** BEGIN Extract **
By the fact that \(tr(AB)\le \lambda _{max}(A)tr(B)\) for symmetric matrix A and positive semi-definite matrix B, where \(tr(\cdot )\) denotes the trace of some matrix, we have

$$\begin{aligned}&E\left\| \zeta _{ni} \right\| ^4\nonumber \\&\quad ={}n^{-2}E\left\{ \left[ tr\left( \varvec{D}^T_{(m)}C_{(m)}^{-1/2}A_{(m)}^{-1}\psi _\tau ^2\left( \epsilon _i+ a_{i(m)} \right) \varvec{B}_{(m)}(\varvec{X}_{i(m)})\varvec{B}_{(m)}^T(\varvec{X}_{i(m)})\right. \right. \right. \nonumber \\&\qquad \left. \left. \left. \times L^2(\varvec{Z}_{i(m)}, \varvec{z}_{(m)}, \varvec{\lambda }_{(m)})A_{(m)}^{-1}C_{(m)}^{-1/2}\varvec{D}_{(m)} \right) \right] ^2 \right\} \nonumber \\&\quad \le {}n^{-2}E\left\{ \left[ tr\left( \psi _\tau ^2\left( \epsilon _i+ a_{i(m)} \right) \varvec{B}_{(m)}(\varvec{X}_{i(m)})\varvec{B}_{(m)}^T(\varvec{X}_{i(m)})L^2(\varvec{Z}_{i(m)}, \varvec{z}_{(m)}, \varvec{\lambda }_{(m)})\right. \right. \right. \nonumber \\&\qquad \left. \left. \left. \times A_{(m)}^{-1}C_{(m)}^{-1/2}\varvec{D}_{(m)}\varvec{D}^T_{(m)}C_{(m)}^{-1/2}A_{(m)}^{-1} \right) \right] ^2 \right\} \nonumber \\&\quad \le {}n^{-2}E\left\{ tr^2\left( \psi _\tau ^2\left( \epsilon _i+ a_{i(m)} \right) \varvec{B}_{(m)}(\varvec{X}_{i(m)})\varvec{B}_{(m)}^T(\varvec{X}_{i(m)})L^2(\varvec{Z}_{i(m)}, \varvec{z}_{(m)}, \varvec{\lambda }_{(m)})\right) \right. \nonumber \\&\qquad \left. \times \left[ \lambda _{max}\left( A_{(m)}^{-1}C_{(m)}^{-1/2}\varvec{D}_{(m)}\varvec{D}^T_{(m)}C_{(m)}^{-1/2}A_{(m)}^{-1}\right) \right] ^2 \right\} \nonumber \\&\quad \le {}n^{-2}E\left\{ tr^2\left( \psi _\tau ^2\left( \epsilon _i+ a_{i(m)} \right) \varvec{B}_{(m)}(\varvec{X}_{i(m)})\varvec{B}_{(m)}^T(\varvec{X}_{i(m)})L^2(\varvec{Z}_{i(m)}, \varvec{z}_{(m)}, \varvec{\lambda }_{(m)})\right) \right. \nonumber \\&\qquad \left. \times \left[ \lambda _{max}\left( A_{(m)}^{-1}C_{(m)}^{-1}A_{(m)}^{-1}\right) \right] ^2\left[ \lambda _{max}\left( \varvec{D}_{(m)}\varvec{D}^T_{(m)}\right) \right] ^2 \right\} \nonumber \\&\quad \le {}n^{-2}E\left\{ tr^2\left( \varvec{B}_{(m)}(\varvec{X}_{i(m)})\varvec{B}_{(m)}^T(\varvec{X}_{i(m)})\right) \left[ \lambda _{max}\left( B_{(m)}^{-1}\right) \right] ^2 \right\} \nonumber \\&\quad ={}O(n^{-2}K_{(m)}^2\underline{c}_{B(m)}^{-2}). \end{aligned}$$
(A9)
** END Extract **
** BEGIN Information provided **
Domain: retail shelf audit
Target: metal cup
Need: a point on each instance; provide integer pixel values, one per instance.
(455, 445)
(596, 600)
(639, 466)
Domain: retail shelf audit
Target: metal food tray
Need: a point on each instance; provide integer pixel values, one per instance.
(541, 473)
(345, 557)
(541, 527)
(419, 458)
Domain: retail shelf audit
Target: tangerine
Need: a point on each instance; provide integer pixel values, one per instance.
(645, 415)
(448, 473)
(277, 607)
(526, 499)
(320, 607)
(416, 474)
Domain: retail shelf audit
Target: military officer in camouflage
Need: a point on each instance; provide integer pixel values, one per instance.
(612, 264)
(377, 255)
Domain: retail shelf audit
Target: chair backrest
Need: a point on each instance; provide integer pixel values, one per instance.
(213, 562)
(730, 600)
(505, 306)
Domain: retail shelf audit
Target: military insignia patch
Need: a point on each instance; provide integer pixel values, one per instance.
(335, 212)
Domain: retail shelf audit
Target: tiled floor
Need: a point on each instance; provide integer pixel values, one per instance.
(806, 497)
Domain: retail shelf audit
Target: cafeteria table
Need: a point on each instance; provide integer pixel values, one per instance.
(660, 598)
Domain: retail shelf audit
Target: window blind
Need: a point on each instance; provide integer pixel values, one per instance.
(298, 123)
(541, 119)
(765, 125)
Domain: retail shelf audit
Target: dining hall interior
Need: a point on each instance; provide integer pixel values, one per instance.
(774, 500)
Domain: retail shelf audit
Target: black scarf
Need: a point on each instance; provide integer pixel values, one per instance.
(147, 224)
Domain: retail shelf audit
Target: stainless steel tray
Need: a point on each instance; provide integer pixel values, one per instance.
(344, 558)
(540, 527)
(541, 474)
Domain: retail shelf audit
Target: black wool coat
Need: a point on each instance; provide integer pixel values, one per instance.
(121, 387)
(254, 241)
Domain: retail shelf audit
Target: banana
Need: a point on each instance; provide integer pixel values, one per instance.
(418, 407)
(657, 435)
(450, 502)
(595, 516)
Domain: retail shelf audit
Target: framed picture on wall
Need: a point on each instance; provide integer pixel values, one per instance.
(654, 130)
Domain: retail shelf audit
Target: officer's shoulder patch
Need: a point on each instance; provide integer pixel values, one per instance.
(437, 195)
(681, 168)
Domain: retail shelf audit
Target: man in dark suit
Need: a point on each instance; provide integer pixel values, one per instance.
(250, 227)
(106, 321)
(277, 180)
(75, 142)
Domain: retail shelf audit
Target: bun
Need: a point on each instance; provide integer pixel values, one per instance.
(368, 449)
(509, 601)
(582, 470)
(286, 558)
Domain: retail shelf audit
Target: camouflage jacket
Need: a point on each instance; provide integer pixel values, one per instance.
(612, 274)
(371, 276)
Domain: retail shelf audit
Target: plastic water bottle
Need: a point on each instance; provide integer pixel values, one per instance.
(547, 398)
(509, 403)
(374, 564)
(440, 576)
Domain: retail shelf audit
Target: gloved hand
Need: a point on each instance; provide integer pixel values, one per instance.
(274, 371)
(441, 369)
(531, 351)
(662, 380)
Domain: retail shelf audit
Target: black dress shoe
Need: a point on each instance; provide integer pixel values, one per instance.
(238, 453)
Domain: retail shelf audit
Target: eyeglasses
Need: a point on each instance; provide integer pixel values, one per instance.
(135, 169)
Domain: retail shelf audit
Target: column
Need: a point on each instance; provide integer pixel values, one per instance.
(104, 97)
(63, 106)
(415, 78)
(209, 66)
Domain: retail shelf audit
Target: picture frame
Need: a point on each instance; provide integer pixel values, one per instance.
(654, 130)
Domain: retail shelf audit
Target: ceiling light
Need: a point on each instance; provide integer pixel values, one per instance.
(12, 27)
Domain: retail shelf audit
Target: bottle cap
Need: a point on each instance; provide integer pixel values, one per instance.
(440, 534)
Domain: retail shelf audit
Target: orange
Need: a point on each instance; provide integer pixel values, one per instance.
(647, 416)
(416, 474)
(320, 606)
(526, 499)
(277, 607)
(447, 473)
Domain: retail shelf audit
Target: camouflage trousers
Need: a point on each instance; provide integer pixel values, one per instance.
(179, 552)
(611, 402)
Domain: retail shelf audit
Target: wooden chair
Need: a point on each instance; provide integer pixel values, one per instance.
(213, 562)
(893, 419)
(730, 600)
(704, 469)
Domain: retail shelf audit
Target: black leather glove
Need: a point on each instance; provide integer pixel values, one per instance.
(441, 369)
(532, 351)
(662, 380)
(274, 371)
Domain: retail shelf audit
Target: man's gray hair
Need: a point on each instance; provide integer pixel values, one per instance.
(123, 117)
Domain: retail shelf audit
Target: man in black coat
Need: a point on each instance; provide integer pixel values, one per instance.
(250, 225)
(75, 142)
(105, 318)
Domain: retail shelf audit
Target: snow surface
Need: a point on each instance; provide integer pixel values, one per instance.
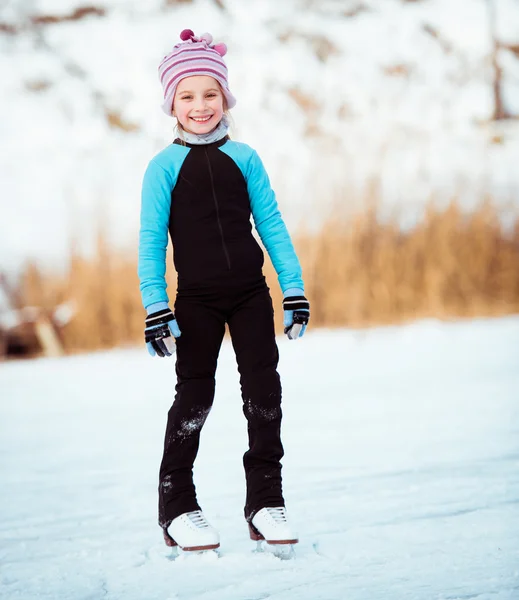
(390, 103)
(401, 472)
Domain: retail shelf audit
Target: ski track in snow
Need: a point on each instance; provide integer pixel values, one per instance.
(401, 472)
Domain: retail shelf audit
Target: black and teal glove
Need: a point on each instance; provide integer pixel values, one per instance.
(296, 313)
(161, 330)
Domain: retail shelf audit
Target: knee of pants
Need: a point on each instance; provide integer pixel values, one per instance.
(185, 424)
(262, 398)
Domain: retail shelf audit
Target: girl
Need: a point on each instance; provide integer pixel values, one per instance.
(202, 189)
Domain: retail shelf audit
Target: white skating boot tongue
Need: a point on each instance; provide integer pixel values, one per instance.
(192, 531)
(273, 526)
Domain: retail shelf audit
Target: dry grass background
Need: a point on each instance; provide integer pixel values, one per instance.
(359, 270)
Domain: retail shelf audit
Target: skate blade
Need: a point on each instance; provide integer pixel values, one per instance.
(188, 550)
(282, 551)
(177, 553)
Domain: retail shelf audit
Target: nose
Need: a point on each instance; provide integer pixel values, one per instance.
(200, 103)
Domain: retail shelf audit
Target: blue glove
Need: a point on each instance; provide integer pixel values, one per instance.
(161, 330)
(296, 313)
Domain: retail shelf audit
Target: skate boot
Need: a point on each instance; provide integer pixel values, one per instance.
(270, 525)
(192, 533)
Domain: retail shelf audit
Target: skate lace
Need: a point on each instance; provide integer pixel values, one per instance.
(278, 514)
(198, 519)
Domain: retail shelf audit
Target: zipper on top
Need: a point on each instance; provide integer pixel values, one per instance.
(224, 246)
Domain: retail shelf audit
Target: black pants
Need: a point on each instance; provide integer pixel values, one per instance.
(201, 317)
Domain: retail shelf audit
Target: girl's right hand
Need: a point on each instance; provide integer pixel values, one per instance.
(161, 330)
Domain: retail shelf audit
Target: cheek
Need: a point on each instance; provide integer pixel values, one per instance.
(180, 112)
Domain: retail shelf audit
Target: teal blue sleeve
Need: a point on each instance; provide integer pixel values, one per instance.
(270, 225)
(153, 237)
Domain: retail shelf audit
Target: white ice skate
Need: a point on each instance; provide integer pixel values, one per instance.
(192, 533)
(270, 525)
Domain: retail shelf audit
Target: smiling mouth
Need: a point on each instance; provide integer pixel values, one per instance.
(201, 119)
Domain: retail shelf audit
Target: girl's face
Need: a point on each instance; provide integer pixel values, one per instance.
(198, 104)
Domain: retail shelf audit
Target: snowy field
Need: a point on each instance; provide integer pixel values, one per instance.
(401, 472)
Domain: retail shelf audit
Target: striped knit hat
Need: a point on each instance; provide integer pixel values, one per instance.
(193, 56)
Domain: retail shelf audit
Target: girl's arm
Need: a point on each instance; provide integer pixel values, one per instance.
(153, 236)
(271, 227)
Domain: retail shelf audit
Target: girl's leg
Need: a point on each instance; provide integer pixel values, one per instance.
(202, 328)
(251, 325)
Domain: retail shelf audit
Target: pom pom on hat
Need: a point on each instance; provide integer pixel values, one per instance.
(186, 34)
(221, 48)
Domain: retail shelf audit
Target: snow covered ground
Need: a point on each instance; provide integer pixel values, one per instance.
(401, 471)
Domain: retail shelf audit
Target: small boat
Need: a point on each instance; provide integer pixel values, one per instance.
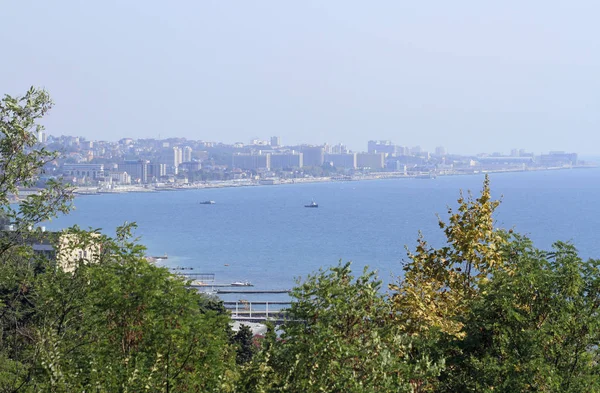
** END Information provided **
Exercise ::
Resume the fourth-moment derivation, picking up right after the bound labeled (A9).

Answer to the task ::
Then for any \(\epsilon > 0\), we have

$$\begin{aligned} \begin{aligned}&\sum _{i=1}^{n}E\left[ \left\| \zeta _{ni} \right\| ^2\varvec{1}(\left\| \zeta _{ni} \right\| \ge \epsilon ) \right] \\&\qquad \quad \le {} n\epsilon ^{-2}E\left\| \zeta _{ni} \right\| ^4 = O(n^{-1}K_{(m)}^2\underline{c}_{B(m)}^{-2}) = o(1) \end{aligned} \end{aligned}$$

by condition (C9). Therefore, \(\left\{ \zeta _{ni} \right\} \) satisfies the conditions of the Lindeberg–Feller central limit theorem and we obtain

$$\begin{aligned} \mathbb {P}_{(m)1} {\mathop {\longrightarrow }\limits ^{d}} N(0, 1). \end{aligned}$$
(A10)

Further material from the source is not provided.